Le colonialisme classique : moteur de la construction du capitalisme

L’envahissement des Caraïbes par Christophe Colomb, en 1492, marque un tournant décisif dans le processus de définition/classification/hiérarchisation du monde. Cet évènement, ainsi que la mainmise des Anglais sur la Dominique en 1763, caractérisent respectivement le début et la fin de la destruction d’une région que les aborigènes construisaient[4] selon leur propre vision du monde et de la nature. C’est le début du colonialisme. Le système colonial esclavagiste imposé par l’Europe n’a épargné presque aucun coin du monde : l’Afrique, les Amériques et l’Asie. La traite négrière est une composante importante de cet ordre colonial, elle constitue la pierre angulaire de la construction de ce système. En ce sens, Walter Mignolo écrit : « L’émergence du commerce transatlantique triangulaire a constitué en même temps la modernité, le capitalisme et la colonialité[5] ». Dès le début, ce système colonial esclavagiste, moteur de la construction du capitalisme, a entrainé des conséquences irréversibles dans le monde. Dans les Amériques, la main-d’œuvre servile d’origine africaine, exploitée à des fins de rentabilité dans un régime de plantation, a provoqué la destruction des forêts et des arbres, et a installé la monoculture de la canne à sucre dans les espaces détruits. En plus d’être un dispositif économique, la plantation était la scène d’un autre commencement où la vie était régie par un principe de racialisation – race comme marqueur de classification sociale et de hiérarchisation[6]. Noam Chomsky explique que « la conquête du Nouveau Monde déclencha deux énormes cataclysmes démographiques, sans précédent dans l’Histoire : la quasi-destruction de la population indigène de l’hémisphère occidental et la dévastation de l’Afrique où la traite des Noirs se développa rapidement pour répondre aux besoins des conquérants, le continent lui-même était assujetti. Une grande partie d’Asie subit également “des malheurs épouvantables”[7] ». Toutefois, non seulement les personnes mises en esclavage n’acceptaient pas leur sort, elles résistaient et luttaient contre ce système inhumain.

- **MATÉRIEL D'ÉTUDE**:
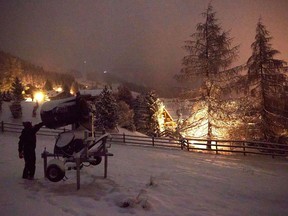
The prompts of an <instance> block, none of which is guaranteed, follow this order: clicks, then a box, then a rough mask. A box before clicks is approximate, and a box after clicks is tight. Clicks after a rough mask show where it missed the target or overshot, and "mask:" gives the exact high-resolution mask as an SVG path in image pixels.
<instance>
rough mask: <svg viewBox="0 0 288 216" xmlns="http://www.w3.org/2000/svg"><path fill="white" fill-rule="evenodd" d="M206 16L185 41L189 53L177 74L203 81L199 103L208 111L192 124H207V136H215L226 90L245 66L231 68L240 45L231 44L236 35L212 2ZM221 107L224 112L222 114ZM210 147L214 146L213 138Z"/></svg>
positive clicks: (207, 10) (188, 93)
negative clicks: (202, 20) (230, 83)
mask: <svg viewBox="0 0 288 216" xmlns="http://www.w3.org/2000/svg"><path fill="white" fill-rule="evenodd" d="M202 16H203V18H204V22H203V23H199V24H198V25H197V27H196V31H195V33H193V34H192V35H191V39H190V40H188V41H185V46H184V49H185V50H186V51H187V52H188V55H187V56H185V57H184V58H183V60H182V65H183V68H182V70H181V71H180V74H178V75H176V79H177V80H178V81H180V82H181V81H185V82H187V81H190V82H191V83H192V85H193V83H196V82H198V81H200V82H201V88H200V90H199V92H201V95H200V96H201V97H199V98H198V99H196V103H198V104H199V105H200V104H201V105H200V106H199V107H201V113H203V112H204V113H205V114H203V115H202V116H203V117H201V118H200V119H199V121H198V123H197V124H193V125H192V127H194V128H197V127H199V128H200V127H202V128H203V127H204V126H205V125H206V126H205V127H206V129H205V130H206V133H205V134H206V135H204V136H203V138H207V139H213V138H217V136H218V134H217V133H216V128H219V126H218V125H217V123H218V122H219V120H222V121H223V117H222V116H223V115H224V114H225V113H224V112H222V110H220V107H221V105H222V104H223V102H222V101H221V100H223V99H224V98H223V95H224V92H227V89H229V88H228V87H229V86H230V83H231V82H232V81H233V79H234V77H235V75H236V74H237V72H238V71H239V70H240V69H241V67H236V68H232V69H231V68H230V69H229V67H230V66H231V64H232V63H233V61H234V60H235V59H236V58H237V56H238V55H237V54H238V46H232V45H231V43H232V38H230V37H229V32H226V31H223V30H222V28H221V25H220V24H219V23H218V20H217V18H216V12H214V10H213V7H212V6H211V4H209V5H208V8H207V10H206V11H205V12H204V13H202ZM185 95H186V98H187V99H190V100H191V99H193V98H191V97H190V96H189V92H185ZM187 95H188V97H187ZM198 111H200V110H198ZM220 111H221V115H218V114H217V113H218V112H220ZM195 114H197V113H194V115H195ZM226 116H227V115H226ZM217 118H218V119H217ZM200 120H201V121H200ZM213 130H214V131H213ZM207 148H211V146H210V143H209V142H208V143H207Z"/></svg>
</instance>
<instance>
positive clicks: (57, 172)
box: [46, 160, 65, 182]
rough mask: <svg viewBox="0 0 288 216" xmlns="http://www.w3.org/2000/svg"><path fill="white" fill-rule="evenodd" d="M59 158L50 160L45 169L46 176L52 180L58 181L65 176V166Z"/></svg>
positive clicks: (60, 179) (62, 178) (49, 178)
mask: <svg viewBox="0 0 288 216" xmlns="http://www.w3.org/2000/svg"><path fill="white" fill-rule="evenodd" d="M62 163H63V162H62V161H60V160H52V161H51V162H50V163H49V165H48V166H47V169H46V177H47V178H48V179H49V180H50V181H52V182H58V181H60V180H62V179H63V178H64V176H65V168H64V165H63V164H62Z"/></svg>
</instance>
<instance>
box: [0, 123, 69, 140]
mask: <svg viewBox="0 0 288 216" xmlns="http://www.w3.org/2000/svg"><path fill="white" fill-rule="evenodd" d="M22 129H23V125H22V124H17V123H7V122H4V121H1V124H0V131H1V132H13V133H21V131H22ZM67 130H68V129H66V128H58V129H49V128H46V127H42V128H41V129H40V130H39V132H38V133H37V135H44V136H55V135H58V134H59V133H61V132H65V131H67Z"/></svg>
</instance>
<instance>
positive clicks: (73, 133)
mask: <svg viewBox="0 0 288 216" xmlns="http://www.w3.org/2000/svg"><path fill="white" fill-rule="evenodd" d="M94 112H95V109H93V106H92V105H91V104H90V103H89V98H87V97H86V98H85V97H84V96H81V95H78V96H76V97H69V98H65V99H60V100H54V101H48V102H46V103H44V104H43V105H42V107H41V111H40V115H41V119H42V122H43V123H44V125H45V126H46V127H47V128H50V129H56V128H59V127H63V126H66V125H70V124H71V125H72V130H68V131H64V132H62V133H59V134H58V136H57V138H56V142H55V145H54V152H53V153H49V152H48V151H46V149H45V150H44V152H43V153H42V158H43V159H44V174H45V177H46V178H48V179H49V180H50V181H52V182H58V181H60V180H62V179H64V178H65V172H66V171H67V170H76V171H77V188H78V189H79V187H80V171H79V170H80V169H81V168H82V167H83V166H84V165H92V166H96V165H99V164H100V163H101V162H102V157H104V159H105V161H104V162H105V164H104V177H105V178H106V176H107V162H108V159H107V157H108V156H113V154H111V153H108V148H109V147H110V145H108V144H107V139H108V138H109V137H110V134H108V133H103V134H102V135H101V136H99V137H98V138H96V134H95V130H94V122H93V119H94V118H93V113H94ZM79 126H82V128H85V130H78V129H77V128H79ZM48 157H51V158H52V159H51V160H50V161H49V162H48V163H47V158H48Z"/></svg>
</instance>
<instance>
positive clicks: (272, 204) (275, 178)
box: [0, 110, 288, 216]
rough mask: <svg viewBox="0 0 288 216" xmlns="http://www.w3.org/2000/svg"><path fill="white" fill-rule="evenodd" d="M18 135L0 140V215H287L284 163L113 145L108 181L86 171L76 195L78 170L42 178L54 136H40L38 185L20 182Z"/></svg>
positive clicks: (239, 155)
mask: <svg viewBox="0 0 288 216" xmlns="http://www.w3.org/2000/svg"><path fill="white" fill-rule="evenodd" d="M29 112H30V111H29ZM31 112H32V110H31ZM6 114H7V113H3V112H2V117H3V115H6ZM9 114H10V113H9ZM0 120H1V118H0ZM36 120H37V119H36ZM36 120H35V121H36ZM18 136H19V134H13V133H7V132H6V133H0V151H1V157H0V181H1V185H0V215H1V216H2V215H3V216H10V215H11V216H12V215H13V216H14V215H19V216H21V215H23V216H26V215H41V216H46V215H47V216H48V215H49V216H51V215H61V216H62V215H63V216H66V215H67V216H68V215H69V216H71V215H75V216H76V215H77V216H82V215H83V216H92V215H100V216H106V215H107V216H112V215H120V216H121V215H137V216H138V215H139V216H142V215H149V216H150V215H155V216H156V215H159V216H160V215H163V216H178V215H179V216H180V215H181V216H194V215H195V216H202V215H203V216H204V215H205V216H207V215H208V216H209V215H221V216H222V215H229V216H230V215H239V216H240V215H241V216H242V215H261V216H263V215H267V216H268V215H269V216H270V215H273V216H274V215H287V214H288V206H287V200H288V187H287V182H288V172H287V171H288V163H287V159H272V158H270V157H267V156H261V157H260V156H246V157H245V156H242V155H238V156H224V155H212V154H203V153H191V152H190V153H189V152H186V151H180V150H169V149H160V148H144V147H135V146H126V145H119V144H117V145H116V144H113V145H112V146H111V148H110V149H109V151H110V152H111V153H113V154H114V156H113V157H110V158H109V162H108V163H109V167H108V177H107V178H106V179H104V178H103V164H102V163H101V164H100V165H99V166H96V167H84V168H83V169H82V170H81V188H80V190H76V173H75V171H69V172H67V177H68V180H66V181H61V182H58V183H53V182H50V181H48V180H47V179H44V173H43V161H42V159H41V153H42V152H43V150H44V148H45V147H46V149H47V150H48V151H49V152H52V151H53V147H54V143H55V138H54V137H45V136H38V143H37V164H36V166H37V168H36V178H37V180H35V181H29V180H23V179H21V174H22V169H23V165H24V164H23V160H22V159H19V158H18V152H17V143H18Z"/></svg>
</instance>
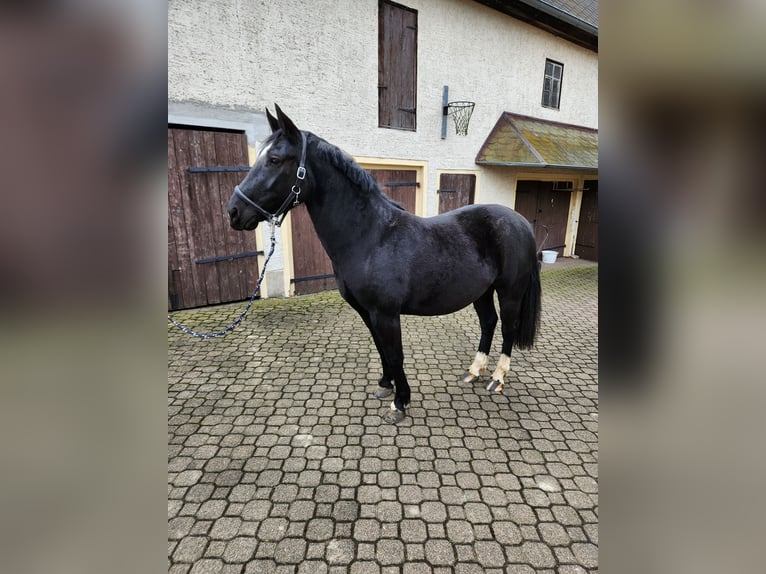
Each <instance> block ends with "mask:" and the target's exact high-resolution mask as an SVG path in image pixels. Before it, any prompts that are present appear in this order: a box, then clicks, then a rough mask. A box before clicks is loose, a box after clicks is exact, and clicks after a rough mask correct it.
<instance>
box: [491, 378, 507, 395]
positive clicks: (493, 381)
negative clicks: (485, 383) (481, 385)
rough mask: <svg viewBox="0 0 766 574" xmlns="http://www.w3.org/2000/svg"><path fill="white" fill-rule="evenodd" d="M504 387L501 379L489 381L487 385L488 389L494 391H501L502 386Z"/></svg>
mask: <svg viewBox="0 0 766 574" xmlns="http://www.w3.org/2000/svg"><path fill="white" fill-rule="evenodd" d="M504 387H505V384H504V383H503V381H494V380H493V381H490V383H489V384H488V385H487V390H488V391H494V392H496V393H501V392H503V388H504Z"/></svg>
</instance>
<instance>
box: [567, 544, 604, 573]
mask: <svg viewBox="0 0 766 574" xmlns="http://www.w3.org/2000/svg"><path fill="white" fill-rule="evenodd" d="M572 553H573V554H574V555H575V558H576V559H577V561H578V562H579V563H580V564H581V565H582V566H584V567H585V568H595V567H596V566H597V565H598V548H597V547H596V546H595V545H593V544H589V543H579V542H575V543H574V544H572Z"/></svg>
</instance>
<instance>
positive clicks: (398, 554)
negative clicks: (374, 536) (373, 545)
mask: <svg viewBox="0 0 766 574" xmlns="http://www.w3.org/2000/svg"><path fill="white" fill-rule="evenodd" d="M375 557H376V559H377V561H378V562H379V563H380V564H382V565H383V566H389V565H392V564H402V563H403V562H404V544H403V543H402V542H401V541H400V540H395V539H384V540H378V542H377V544H376V545H375Z"/></svg>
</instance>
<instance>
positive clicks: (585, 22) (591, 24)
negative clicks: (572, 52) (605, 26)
mask: <svg viewBox="0 0 766 574" xmlns="http://www.w3.org/2000/svg"><path fill="white" fill-rule="evenodd" d="M474 1H475V2H478V3H479V4H484V5H485V6H488V7H490V8H493V9H494V10H497V11H498V12H502V13H503V14H506V15H508V16H511V17H512V18H516V19H518V20H521V21H522V22H526V23H528V24H531V25H532V26H536V27H538V28H540V29H542V30H545V31H546V32H550V33H551V34H554V35H556V36H559V37H561V38H564V39H565V40H568V41H570V42H574V43H575V44H578V45H580V46H583V47H585V48H588V49H590V50H593V51H595V52H598V0H474Z"/></svg>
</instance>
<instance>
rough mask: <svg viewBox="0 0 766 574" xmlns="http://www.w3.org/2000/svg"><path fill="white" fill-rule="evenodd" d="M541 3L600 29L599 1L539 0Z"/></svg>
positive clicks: (594, 0) (541, 3) (574, 0)
mask: <svg viewBox="0 0 766 574" xmlns="http://www.w3.org/2000/svg"><path fill="white" fill-rule="evenodd" d="M522 1H523V0H522ZM539 3H540V4H548V5H550V6H552V7H553V8H556V9H557V10H560V11H561V12H564V13H566V14H569V15H570V16H574V17H575V18H577V19H579V20H582V21H583V22H585V23H587V24H590V25H591V26H594V27H596V28H598V0H539Z"/></svg>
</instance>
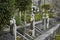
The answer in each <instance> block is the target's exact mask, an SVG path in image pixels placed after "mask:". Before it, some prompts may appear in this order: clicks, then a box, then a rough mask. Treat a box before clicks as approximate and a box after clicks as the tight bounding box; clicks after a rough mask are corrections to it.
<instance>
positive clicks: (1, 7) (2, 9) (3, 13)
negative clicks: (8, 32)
mask: <svg viewBox="0 0 60 40" xmlns="http://www.w3.org/2000/svg"><path fill="white" fill-rule="evenodd" d="M14 8H15V0H0V31H2V30H3V28H5V26H6V25H9V24H10V19H11V17H12V15H13V14H14V12H13V10H14Z"/></svg>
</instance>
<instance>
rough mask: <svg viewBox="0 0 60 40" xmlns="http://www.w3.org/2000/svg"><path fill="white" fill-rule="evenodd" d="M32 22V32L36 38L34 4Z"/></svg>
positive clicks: (31, 16)
mask: <svg viewBox="0 0 60 40" xmlns="http://www.w3.org/2000/svg"><path fill="white" fill-rule="evenodd" d="M31 21H32V22H33V23H32V24H33V25H32V26H33V30H32V36H33V37H35V19H34V10H33V4H32V14H31Z"/></svg>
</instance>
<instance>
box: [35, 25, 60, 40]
mask: <svg viewBox="0 0 60 40" xmlns="http://www.w3.org/2000/svg"><path fill="white" fill-rule="evenodd" d="M59 25H60V24H57V25H56V26H55V27H53V28H51V29H50V30H49V31H47V32H46V33H44V34H43V35H40V36H39V37H38V38H36V39H35V40H44V39H45V38H46V37H48V36H49V35H51V34H53V33H54V32H55V31H56V29H58V28H59Z"/></svg>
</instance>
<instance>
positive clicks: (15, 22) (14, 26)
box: [12, 18, 17, 40]
mask: <svg viewBox="0 0 60 40" xmlns="http://www.w3.org/2000/svg"><path fill="white" fill-rule="evenodd" d="M12 20H13V24H14V29H13V30H14V36H15V40H16V36H17V35H16V28H17V27H16V21H15V19H14V18H13V19H12Z"/></svg>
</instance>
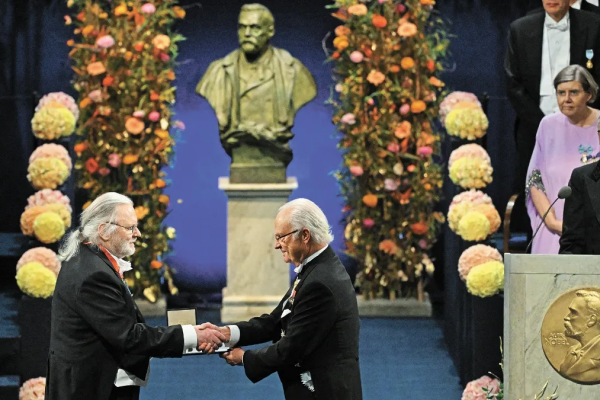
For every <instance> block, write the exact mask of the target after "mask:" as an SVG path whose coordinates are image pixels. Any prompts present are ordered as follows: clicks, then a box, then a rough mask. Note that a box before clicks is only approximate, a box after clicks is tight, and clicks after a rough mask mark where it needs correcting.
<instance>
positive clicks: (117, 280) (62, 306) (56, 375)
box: [46, 192, 225, 400]
mask: <svg viewBox="0 0 600 400" xmlns="http://www.w3.org/2000/svg"><path fill="white" fill-rule="evenodd" d="M138 237H140V231H139V229H138V227H137V217H136V214H135V210H134V208H133V202H132V201H131V200H130V199H129V198H128V197H126V196H123V195H121V194H118V193H112V192H109V193H105V194H103V195H101V196H99V197H98V198H97V199H96V200H94V201H93V202H92V204H91V205H90V206H89V207H88V208H86V209H85V211H83V213H82V214H81V225H80V227H79V229H77V230H75V231H73V232H71V233H70V234H69V235H68V236H67V238H66V239H65V240H64V242H63V243H62V246H61V249H60V252H59V257H60V259H61V261H63V264H62V268H61V271H60V274H59V275H58V279H57V282H56V288H55V290H54V297H53V298H52V322H51V328H50V354H49V355H48V371H47V379H46V382H47V386H46V399H47V400H67V399H73V400H74V399H77V400H80V399H81V400H117V399H118V400H121V399H123V400H125V399H127V400H135V399H138V398H139V393H140V386H146V384H147V381H148V377H149V374H150V366H149V363H150V357H161V358H162V357H181V356H182V355H183V353H184V352H185V351H186V350H187V349H189V348H199V349H201V350H204V351H206V352H207V353H210V352H213V351H214V350H215V349H216V348H217V347H218V346H220V345H221V343H222V342H223V340H224V339H225V337H224V336H223V335H222V334H221V333H220V332H219V331H218V328H217V327H216V326H214V325H211V324H202V325H200V326H192V325H183V326H182V325H175V326H169V327H158V328H154V327H150V326H148V325H146V324H145V321H144V317H143V316H142V314H141V313H140V311H139V309H138V308H137V306H136V304H135V302H134V301H133V297H132V295H131V292H130V291H129V287H128V286H127V283H126V282H125V280H124V279H123V272H125V271H127V270H129V269H131V265H130V263H129V262H127V261H125V260H123V257H126V256H130V255H132V254H133V253H134V251H135V242H136V240H137V238H138Z"/></svg>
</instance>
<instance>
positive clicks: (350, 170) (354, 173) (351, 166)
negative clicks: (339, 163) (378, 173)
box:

- **VOTRE TÂCHE**: D'après le texte fourni, quel évènement marque la fin de la destruction de la région que construisaient les aborigènes ?

- **CORRIGÉ**: La mainmise des Anglais sur la Dominique en 1763.